- How to complete this task
Scan the material for "cloudy". Copy every line it appears in.

- Information
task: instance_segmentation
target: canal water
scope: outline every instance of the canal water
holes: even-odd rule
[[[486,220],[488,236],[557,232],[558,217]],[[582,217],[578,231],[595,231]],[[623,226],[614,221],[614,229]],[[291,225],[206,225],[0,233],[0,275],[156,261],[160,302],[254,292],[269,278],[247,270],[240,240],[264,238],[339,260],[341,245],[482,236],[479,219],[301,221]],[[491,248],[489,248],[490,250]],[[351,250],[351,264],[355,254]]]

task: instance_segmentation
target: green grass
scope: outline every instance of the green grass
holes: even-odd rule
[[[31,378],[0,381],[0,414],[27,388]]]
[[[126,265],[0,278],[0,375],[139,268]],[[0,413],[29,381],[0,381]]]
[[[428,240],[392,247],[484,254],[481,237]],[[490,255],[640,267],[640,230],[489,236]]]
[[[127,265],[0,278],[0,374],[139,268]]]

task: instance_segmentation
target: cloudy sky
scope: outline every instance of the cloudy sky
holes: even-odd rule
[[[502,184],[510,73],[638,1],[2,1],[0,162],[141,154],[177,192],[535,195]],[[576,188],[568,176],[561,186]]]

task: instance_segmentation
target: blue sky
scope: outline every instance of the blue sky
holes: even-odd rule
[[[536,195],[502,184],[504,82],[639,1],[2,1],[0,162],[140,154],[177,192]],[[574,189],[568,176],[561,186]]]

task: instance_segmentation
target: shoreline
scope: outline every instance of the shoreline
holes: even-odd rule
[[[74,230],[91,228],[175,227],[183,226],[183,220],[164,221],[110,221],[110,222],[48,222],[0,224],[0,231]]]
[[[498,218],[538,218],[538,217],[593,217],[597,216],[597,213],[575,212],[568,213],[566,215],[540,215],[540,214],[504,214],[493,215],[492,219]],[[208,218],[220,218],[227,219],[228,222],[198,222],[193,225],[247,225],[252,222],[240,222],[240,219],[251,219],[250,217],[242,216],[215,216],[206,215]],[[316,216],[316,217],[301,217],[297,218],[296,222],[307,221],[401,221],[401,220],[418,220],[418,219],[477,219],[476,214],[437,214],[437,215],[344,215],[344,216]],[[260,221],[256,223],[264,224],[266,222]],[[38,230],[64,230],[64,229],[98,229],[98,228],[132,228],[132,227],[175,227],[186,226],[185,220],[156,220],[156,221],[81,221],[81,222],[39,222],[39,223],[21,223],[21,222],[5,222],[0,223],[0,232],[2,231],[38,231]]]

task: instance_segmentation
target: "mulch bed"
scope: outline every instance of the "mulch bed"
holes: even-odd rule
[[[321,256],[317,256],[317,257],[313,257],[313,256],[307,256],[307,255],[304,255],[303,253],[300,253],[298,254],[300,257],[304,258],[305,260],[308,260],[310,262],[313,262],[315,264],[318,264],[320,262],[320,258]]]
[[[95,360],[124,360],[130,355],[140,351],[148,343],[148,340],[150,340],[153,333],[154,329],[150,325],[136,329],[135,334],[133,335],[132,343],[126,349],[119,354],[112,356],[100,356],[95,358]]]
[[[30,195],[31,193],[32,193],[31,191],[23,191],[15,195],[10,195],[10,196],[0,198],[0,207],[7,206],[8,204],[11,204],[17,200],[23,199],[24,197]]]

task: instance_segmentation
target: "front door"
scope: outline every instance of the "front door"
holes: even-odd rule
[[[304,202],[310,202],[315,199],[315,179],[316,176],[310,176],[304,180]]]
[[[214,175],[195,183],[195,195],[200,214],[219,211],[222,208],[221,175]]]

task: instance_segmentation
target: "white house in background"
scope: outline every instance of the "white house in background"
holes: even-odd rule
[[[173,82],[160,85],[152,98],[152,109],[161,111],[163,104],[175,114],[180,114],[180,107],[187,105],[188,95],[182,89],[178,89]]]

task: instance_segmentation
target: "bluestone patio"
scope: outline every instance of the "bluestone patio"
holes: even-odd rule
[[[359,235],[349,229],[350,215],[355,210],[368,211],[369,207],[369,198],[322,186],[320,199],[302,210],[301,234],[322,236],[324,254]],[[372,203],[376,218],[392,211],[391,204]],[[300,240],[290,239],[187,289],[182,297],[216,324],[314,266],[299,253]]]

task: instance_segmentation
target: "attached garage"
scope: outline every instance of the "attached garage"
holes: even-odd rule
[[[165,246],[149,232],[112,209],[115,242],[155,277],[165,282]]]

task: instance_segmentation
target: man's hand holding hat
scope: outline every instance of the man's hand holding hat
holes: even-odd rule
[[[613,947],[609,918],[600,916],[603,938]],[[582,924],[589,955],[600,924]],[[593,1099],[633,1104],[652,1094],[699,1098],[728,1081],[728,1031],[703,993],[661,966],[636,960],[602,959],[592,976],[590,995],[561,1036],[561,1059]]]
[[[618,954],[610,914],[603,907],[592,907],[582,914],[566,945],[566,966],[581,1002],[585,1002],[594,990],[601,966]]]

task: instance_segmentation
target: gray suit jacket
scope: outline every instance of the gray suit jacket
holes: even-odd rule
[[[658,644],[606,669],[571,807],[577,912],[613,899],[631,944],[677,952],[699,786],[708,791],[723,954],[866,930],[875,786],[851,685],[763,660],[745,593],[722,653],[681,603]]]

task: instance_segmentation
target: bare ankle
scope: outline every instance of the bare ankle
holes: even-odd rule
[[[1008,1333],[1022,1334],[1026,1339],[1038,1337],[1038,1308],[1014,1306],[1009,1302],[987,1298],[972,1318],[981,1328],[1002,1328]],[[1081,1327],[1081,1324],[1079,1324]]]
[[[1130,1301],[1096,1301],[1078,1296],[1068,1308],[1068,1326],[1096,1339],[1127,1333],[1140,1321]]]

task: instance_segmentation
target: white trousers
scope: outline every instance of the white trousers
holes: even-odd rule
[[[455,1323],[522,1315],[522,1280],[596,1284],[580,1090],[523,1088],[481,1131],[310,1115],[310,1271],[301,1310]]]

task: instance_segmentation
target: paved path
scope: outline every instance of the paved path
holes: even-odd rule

- Exercise result
target: cloudy sky
scope: outline every instance of the cloudy sky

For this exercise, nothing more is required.